**INSTRUCTIONS TO FOLLOW:** Rewrite each of the rows below with "query" changed to "search_term" and everything else kept the same, leaving the pictures out of your answer.

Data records

____________

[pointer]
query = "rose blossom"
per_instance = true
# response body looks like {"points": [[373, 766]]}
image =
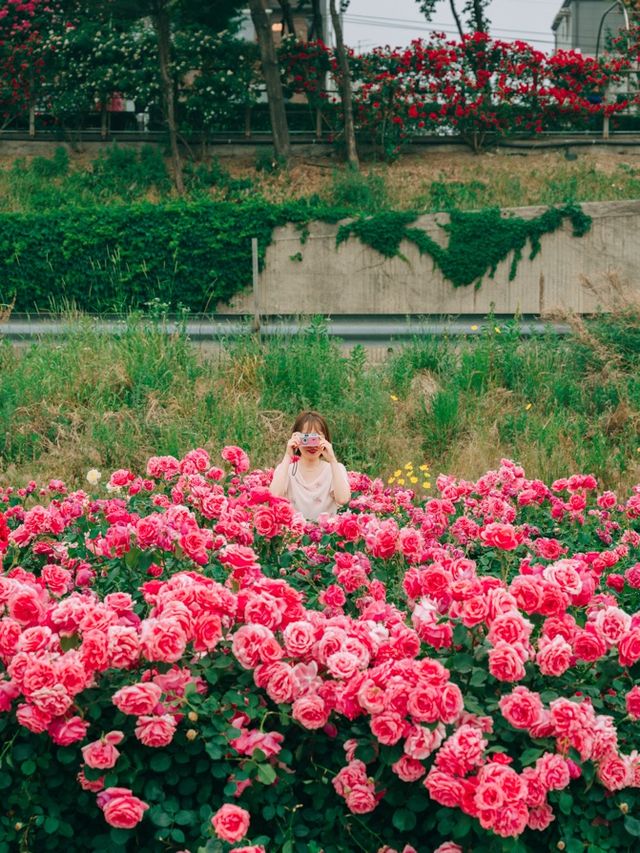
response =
{"points": [[156, 730], [521, 708], [120, 808], [102, 754], [231, 822], [137, 698], [632, 700]]}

____________

**COMPLETE OUTPUT:**
[pointer]
search_term = "rose blossom"
per_instance = true
# response body looks like {"points": [[373, 766]]}
image =
response =
{"points": [[156, 730], [521, 708], [120, 808], [102, 754], [231, 822], [137, 698], [632, 700]]}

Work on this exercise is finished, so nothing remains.